# ЗАДАНИЯ
**a)** Ответьте на вопросы по отрывку о Хайдеггере, каждый ответ с новой строки:
(i) Что значит стать свободным перед лицом собственной смерти?
(ii) В какой работе понятие Ничто у Хайдеггера появляется впервые?
(iii) К какой области Хайдеггер относит необъяснённое?
**b)** Продолжите отрывок о Хайдеггере, начав сразу после его последнего предложения.

# ЦИТИРУЕМЫЙ ОТРЫВОК

+++++

Стать свободным перед лицом собственной
смерти – значит распознать среди суетных
такие возможности, которые, будучи правильно
выбранными, окажутся недостижимыми для
смерти. Выдвигая идею смерти, Хайдеггер
формулирует своё понимание личности
как обращённой к самой себе, оторванной
от общества и противопоставленной ему.
Фактически, он отражает здесь несовместимость
существующих общественных отношений
со свободной человеческой личностью.
Однако в качестве выхода предлагает осознание
безвыходности этого положения. Поэтому
столь зловещую роль играет в философии
Хайдеггера ,,Ничто" (Nichts).
Онтология Ничто
Понятие Ничто у Хайдеггера
впервые появляется в работе ,,Бытие и
время", однако не разрабатывается сколько-нибудь
детально. Но уже через два года после
её публикации, в своей лекции ,,Что такое
метафизика?? Хайдеггер сделал его центром
внимания. Хайдеггер переворачивает традиционный
способ философствования, при котором
неизвестное объясняется из известного,
исходным пунктом он берёт именно то, что
до сих пор не удавалось объяснить. Наобходимо
учитывать тот факт, что Хайдеггер необъяснённое
относит не к сфере ещё не познанного,
а к области сокрытого, тайного. Точно
так же, как скрытое у Хайдеггера служит
средством выявления всего сущего, неизвестное
служит способом пояснения известного
и познанного. В философской форме это
выступает как раскрытие бытия через Ничто.

+++++

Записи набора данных

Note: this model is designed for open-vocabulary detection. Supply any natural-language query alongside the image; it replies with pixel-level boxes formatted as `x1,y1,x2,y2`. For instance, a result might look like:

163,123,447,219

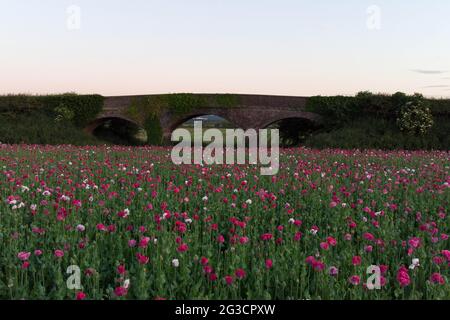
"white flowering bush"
397,101,434,135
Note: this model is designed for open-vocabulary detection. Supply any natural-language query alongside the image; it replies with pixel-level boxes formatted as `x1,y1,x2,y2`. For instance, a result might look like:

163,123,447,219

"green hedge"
0,93,104,127
306,92,450,125
0,110,102,146
305,116,450,150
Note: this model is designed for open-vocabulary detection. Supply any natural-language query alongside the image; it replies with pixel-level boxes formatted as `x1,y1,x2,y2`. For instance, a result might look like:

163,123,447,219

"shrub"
397,99,434,135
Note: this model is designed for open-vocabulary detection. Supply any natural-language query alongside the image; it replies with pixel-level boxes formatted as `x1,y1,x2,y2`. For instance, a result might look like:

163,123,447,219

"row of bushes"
306,92,450,126
127,93,240,121
304,116,450,150
0,110,101,146
0,93,104,128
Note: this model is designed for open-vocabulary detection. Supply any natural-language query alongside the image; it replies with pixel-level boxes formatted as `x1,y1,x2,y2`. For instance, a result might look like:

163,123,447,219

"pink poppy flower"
17,252,31,261
54,250,64,258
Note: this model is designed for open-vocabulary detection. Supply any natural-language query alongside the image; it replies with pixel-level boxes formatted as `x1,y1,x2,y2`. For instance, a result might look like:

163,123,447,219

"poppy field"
0,145,450,300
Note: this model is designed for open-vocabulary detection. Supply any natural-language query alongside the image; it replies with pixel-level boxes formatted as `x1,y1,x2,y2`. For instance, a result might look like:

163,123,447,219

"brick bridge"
86,94,321,141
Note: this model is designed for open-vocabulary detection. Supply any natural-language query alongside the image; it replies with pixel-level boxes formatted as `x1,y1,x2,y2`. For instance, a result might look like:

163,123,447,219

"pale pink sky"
0,0,450,97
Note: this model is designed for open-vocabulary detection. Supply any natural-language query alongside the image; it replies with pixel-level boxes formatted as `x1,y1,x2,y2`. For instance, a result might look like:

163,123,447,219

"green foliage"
306,91,450,126
306,96,358,126
54,104,75,122
0,110,100,145
126,93,239,145
39,94,104,128
397,100,434,135
213,94,240,108
166,93,208,114
305,117,450,150
0,93,104,128
144,115,163,146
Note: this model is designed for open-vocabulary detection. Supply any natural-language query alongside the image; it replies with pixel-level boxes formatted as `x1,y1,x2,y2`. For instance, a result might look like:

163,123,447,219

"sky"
0,0,450,97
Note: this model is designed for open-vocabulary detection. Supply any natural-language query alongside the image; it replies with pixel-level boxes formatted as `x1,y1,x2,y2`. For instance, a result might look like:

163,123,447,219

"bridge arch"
84,116,148,145
164,114,235,141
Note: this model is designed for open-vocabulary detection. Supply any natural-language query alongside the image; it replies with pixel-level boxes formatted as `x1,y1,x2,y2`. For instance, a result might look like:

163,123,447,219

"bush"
397,100,434,135
305,117,450,150
0,93,104,128
0,110,100,146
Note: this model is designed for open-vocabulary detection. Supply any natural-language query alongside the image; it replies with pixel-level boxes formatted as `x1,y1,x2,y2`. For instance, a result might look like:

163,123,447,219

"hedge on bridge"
0,93,104,128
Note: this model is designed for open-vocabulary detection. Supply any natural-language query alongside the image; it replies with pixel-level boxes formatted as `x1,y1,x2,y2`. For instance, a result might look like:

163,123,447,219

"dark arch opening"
266,117,321,148
86,117,148,146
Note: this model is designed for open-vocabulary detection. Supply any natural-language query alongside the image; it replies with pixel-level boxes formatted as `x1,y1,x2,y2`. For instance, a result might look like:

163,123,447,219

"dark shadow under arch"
85,116,148,145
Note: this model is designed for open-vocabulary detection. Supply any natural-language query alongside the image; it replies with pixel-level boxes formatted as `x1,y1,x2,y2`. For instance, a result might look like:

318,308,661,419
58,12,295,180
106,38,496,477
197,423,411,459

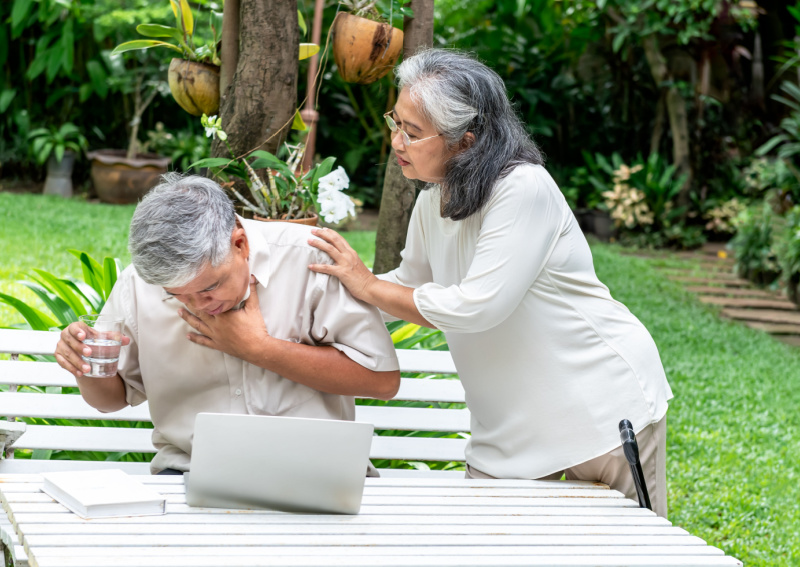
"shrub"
730,202,780,285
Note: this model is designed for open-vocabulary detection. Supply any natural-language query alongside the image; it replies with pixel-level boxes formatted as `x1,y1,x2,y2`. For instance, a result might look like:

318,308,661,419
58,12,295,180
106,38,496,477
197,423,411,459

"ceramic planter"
333,12,403,85
168,58,219,116
88,150,172,204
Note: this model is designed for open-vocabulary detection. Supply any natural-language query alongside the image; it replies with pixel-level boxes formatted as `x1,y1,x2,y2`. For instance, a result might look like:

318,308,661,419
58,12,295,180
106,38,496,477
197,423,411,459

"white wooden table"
0,475,742,567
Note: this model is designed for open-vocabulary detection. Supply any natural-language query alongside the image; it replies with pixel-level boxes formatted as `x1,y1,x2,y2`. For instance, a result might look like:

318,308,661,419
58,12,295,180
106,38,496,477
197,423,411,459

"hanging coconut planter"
333,12,403,85
168,57,219,116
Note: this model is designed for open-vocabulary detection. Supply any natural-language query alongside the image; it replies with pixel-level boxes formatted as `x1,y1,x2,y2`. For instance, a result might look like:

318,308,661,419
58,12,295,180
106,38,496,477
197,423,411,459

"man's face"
164,225,250,315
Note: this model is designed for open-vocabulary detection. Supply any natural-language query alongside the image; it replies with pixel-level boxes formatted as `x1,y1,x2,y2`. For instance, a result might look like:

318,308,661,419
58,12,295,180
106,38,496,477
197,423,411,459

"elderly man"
55,174,400,474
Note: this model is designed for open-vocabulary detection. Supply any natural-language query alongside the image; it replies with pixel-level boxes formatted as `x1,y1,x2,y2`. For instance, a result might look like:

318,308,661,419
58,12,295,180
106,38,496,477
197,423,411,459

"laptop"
184,413,374,514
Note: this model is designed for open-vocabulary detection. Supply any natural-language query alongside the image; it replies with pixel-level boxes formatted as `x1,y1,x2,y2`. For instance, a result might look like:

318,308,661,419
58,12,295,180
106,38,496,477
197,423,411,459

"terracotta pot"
253,213,319,226
88,150,172,204
168,58,219,116
333,12,403,85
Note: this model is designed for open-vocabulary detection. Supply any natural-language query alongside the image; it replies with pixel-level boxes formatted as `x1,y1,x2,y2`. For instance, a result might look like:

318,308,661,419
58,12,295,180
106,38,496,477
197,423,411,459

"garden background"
0,0,800,565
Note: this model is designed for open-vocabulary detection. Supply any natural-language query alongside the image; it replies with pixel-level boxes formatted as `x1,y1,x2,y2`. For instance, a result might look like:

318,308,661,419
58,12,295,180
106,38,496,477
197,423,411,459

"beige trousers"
466,416,667,518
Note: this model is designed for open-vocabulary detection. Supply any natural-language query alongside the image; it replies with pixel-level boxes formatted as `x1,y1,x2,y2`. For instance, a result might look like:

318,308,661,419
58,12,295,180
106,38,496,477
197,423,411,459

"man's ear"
231,224,250,258
460,132,475,150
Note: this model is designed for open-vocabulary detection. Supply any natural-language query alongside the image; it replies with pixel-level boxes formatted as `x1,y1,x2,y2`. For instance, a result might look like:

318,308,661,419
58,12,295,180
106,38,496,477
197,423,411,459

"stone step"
698,295,797,311
775,335,800,346
720,307,800,325
660,268,746,281
667,276,751,288
743,321,800,335
686,285,782,299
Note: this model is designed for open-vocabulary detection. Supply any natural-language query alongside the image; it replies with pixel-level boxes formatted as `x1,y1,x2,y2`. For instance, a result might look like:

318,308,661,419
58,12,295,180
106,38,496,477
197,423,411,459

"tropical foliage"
0,250,122,331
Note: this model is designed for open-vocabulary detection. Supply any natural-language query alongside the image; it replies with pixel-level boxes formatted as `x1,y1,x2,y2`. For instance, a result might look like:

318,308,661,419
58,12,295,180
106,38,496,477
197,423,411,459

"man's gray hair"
128,173,236,287
395,49,544,220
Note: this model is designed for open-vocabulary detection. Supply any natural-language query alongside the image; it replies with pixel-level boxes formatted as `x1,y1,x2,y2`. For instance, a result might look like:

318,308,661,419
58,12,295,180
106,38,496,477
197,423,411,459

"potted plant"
332,0,411,85
111,0,220,116
28,122,87,197
88,65,171,204
190,115,355,226
729,202,782,286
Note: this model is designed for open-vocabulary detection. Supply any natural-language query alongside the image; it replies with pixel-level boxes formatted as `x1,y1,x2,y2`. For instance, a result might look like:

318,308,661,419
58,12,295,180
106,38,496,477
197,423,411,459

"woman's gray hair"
395,49,544,220
128,173,236,287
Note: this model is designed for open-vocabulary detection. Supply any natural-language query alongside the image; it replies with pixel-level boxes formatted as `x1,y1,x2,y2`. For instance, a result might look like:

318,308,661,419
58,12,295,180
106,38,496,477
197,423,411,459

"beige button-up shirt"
103,220,399,472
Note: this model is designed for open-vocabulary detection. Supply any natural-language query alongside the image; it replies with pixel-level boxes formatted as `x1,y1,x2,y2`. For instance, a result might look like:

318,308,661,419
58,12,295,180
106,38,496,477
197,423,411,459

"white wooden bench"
0,329,469,477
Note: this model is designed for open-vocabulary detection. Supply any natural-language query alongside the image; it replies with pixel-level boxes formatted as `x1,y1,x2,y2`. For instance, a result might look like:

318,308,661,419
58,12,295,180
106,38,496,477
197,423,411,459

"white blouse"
379,165,672,478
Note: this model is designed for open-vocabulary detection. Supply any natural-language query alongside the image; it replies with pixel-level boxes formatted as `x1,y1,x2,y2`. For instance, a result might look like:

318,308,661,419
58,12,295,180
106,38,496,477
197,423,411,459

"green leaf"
0,293,58,331
86,59,108,98
11,0,33,37
755,134,789,157
67,281,105,313
47,47,62,83
189,158,236,169
36,140,53,165
0,89,17,112
103,257,117,299
78,83,94,103
61,18,75,74
33,268,87,315
111,39,183,55
180,0,194,37
611,31,628,53
0,22,8,69
136,24,182,41
292,110,308,132
17,280,78,325
391,323,421,344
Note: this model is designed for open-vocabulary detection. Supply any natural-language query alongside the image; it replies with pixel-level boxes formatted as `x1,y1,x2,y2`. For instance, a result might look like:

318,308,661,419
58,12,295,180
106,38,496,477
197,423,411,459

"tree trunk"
648,91,667,155
211,0,300,157
219,0,239,97
642,35,692,206
372,0,434,274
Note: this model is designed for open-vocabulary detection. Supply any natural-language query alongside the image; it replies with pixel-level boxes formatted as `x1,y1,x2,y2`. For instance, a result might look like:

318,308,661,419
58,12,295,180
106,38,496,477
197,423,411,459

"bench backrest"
0,329,470,476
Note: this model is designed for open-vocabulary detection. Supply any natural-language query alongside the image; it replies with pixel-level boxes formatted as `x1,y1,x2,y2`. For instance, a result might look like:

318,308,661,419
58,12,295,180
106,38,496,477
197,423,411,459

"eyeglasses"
383,110,441,147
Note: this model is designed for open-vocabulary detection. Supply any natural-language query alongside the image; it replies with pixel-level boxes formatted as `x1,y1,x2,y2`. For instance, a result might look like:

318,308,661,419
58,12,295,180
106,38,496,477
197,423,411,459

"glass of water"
80,314,125,378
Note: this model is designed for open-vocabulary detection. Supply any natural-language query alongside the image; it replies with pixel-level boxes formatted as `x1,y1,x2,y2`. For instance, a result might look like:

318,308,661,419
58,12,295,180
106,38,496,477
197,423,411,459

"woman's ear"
460,132,475,150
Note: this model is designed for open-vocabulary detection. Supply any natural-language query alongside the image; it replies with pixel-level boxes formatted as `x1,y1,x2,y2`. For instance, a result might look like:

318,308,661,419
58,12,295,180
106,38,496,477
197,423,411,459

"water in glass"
82,339,122,378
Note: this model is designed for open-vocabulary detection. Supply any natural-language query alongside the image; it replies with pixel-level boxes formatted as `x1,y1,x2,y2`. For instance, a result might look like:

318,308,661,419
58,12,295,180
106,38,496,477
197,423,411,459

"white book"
42,469,167,519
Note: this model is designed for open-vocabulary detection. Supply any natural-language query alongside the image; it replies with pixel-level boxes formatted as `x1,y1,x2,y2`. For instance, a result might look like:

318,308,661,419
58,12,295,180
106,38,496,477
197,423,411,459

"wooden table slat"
23,552,742,567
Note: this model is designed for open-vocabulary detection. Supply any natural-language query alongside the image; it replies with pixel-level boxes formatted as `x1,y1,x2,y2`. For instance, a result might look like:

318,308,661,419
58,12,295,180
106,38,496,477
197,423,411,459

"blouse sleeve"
378,191,433,287
414,167,565,333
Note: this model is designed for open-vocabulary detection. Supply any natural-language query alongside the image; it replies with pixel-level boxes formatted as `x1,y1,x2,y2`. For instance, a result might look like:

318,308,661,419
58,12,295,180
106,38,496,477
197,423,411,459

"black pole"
619,419,653,510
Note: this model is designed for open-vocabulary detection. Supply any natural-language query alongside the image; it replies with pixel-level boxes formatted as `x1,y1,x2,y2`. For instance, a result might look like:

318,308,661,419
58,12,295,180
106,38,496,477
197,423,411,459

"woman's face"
392,89,456,183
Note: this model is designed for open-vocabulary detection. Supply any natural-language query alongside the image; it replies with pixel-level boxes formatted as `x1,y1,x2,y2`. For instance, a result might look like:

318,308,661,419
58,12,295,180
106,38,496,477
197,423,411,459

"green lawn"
0,193,800,566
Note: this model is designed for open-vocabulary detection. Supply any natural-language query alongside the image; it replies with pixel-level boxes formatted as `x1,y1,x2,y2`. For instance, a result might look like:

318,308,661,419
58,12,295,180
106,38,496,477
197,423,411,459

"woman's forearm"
359,278,436,329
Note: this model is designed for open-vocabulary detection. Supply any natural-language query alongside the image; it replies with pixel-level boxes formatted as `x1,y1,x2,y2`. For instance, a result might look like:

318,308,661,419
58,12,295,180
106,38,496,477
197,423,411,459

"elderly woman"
310,49,672,516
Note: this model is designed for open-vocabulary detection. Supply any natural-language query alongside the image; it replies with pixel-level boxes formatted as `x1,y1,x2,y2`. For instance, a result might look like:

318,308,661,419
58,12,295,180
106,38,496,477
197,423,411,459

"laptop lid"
186,413,374,514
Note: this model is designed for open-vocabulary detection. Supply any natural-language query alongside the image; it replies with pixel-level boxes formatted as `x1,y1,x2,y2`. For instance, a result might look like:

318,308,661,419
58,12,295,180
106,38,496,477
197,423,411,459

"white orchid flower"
319,165,350,193
200,114,228,142
319,191,356,224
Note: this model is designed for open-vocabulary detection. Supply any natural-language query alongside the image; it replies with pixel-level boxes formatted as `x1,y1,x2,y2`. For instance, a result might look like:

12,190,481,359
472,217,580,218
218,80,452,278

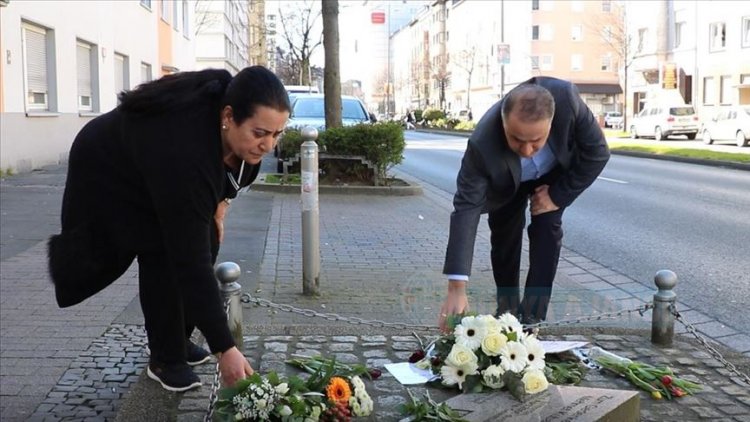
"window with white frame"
674,22,687,48
570,54,583,71
159,0,172,23
539,54,552,70
637,28,648,53
708,22,727,51
23,22,52,110
171,0,180,31
76,41,94,111
703,76,716,105
539,24,554,41
115,53,130,103
141,62,152,83
719,75,732,104
570,25,583,41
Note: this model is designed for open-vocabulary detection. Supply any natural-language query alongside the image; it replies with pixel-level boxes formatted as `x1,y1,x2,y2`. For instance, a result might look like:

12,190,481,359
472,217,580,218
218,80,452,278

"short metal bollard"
651,270,677,346
215,262,244,351
300,126,320,296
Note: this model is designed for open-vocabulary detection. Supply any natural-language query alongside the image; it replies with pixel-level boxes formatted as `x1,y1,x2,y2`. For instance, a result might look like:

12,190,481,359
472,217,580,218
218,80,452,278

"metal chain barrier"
669,305,750,385
204,293,750,422
526,302,654,329
203,299,229,422
240,293,438,331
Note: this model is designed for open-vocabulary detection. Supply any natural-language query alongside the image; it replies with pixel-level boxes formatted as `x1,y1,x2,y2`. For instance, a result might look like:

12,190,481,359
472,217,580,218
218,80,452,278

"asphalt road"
398,132,750,333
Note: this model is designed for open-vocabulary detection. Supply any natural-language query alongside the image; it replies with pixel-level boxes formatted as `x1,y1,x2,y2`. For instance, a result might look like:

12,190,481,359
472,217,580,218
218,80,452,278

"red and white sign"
370,12,385,24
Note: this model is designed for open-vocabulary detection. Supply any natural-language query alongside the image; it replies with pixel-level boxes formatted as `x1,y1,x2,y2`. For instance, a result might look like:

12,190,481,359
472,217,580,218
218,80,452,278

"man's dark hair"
119,66,291,125
502,84,555,122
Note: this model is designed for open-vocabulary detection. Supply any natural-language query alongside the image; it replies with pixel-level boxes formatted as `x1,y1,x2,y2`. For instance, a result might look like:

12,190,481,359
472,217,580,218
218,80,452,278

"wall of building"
0,0,194,172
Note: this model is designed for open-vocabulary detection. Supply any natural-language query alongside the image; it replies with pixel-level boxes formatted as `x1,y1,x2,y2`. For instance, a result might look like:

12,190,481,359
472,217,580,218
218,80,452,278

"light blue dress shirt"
521,142,555,182
446,142,555,281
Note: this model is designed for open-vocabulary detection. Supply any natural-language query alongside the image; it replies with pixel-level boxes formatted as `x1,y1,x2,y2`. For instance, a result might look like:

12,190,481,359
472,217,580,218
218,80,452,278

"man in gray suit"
438,77,609,329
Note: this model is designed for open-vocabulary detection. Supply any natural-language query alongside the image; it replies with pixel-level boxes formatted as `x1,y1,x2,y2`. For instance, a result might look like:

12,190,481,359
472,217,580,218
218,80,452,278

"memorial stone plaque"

+++++

# ОТВЕТЫ
**a)**
(i) Распознать среди суетных такие возможности, которые, будучи правильно выбранными, окажутся недостижимыми для смерти.
(ii) В работе «Бытие и время».
(iii) Не к сфере ещё не познанного, а к области сокрытого, тайного.

**b)**
Если традиционная метафизика – начиная
с Платона и Плотина – исходила из понимания
бытия как света, бога как солнца, то Хайдеггер
считает высшим началом не то, из которого
исходит свет, а то, которое вечно сокрыто
от света, оно – своего рода чёрное солнце,
благодаря которому становится видимым
самый свет. Так же как темнота, согласно
Хайдеггеру, не является просто отсутствием
света, так и Ничто, метафизический аналог
темноты, нельзя рассматривать как просто
отсутствие бытия, т.е. нельзя толковать
нигилистически. Такое неправильное толкование
Ничто, по мнению Хайдеггера, является
характерным только для метафизического
способа мышления, столь прочно утвердившегося
на европейской почве, что европейскому
человеку оказывается уже недоступным
истинное понимание Ничто. В неевропейских
же культурах чуждо такое понимание Ничто.
Так, беседуя с одним японцем, Хайдеггер
обнаружил, что при выявлении смысла слова
,,Ку", которое по значению близко к понятию
Ничто, японец пришёл в удивление: ,, …как
европейцы могли пасть до того, чтобы Ничто
толковать нигилистически. Для нас пустота
- есть высшее наименоание того, что вы
скорее всего назвали бы словом ,,бытие". Итак, принцип Хайдеггер состоит в том,
чтобы понять явное через неявное, то что
сказано, через то, что не может быть сказано,
понять слово через молчание, сущее –
через несущее, бытие – через Ничто. Но где же искать Ничто? Где мы имеем шанс
с ним столкнуться? Мы никогда не схватываем
все сущее в его совокупности, но ощущение
себя среди сущего в целом постоянно совершается
в нашем бытии. Дело выглядит так, словно
в нашей повседневности мы привязаны к
какому-либо конкретному сущему, словно
затеряны в том или ином круге сущего.
Однако, кажущаяся расколотой повседневность,
содержит в себе сущее как единство целого.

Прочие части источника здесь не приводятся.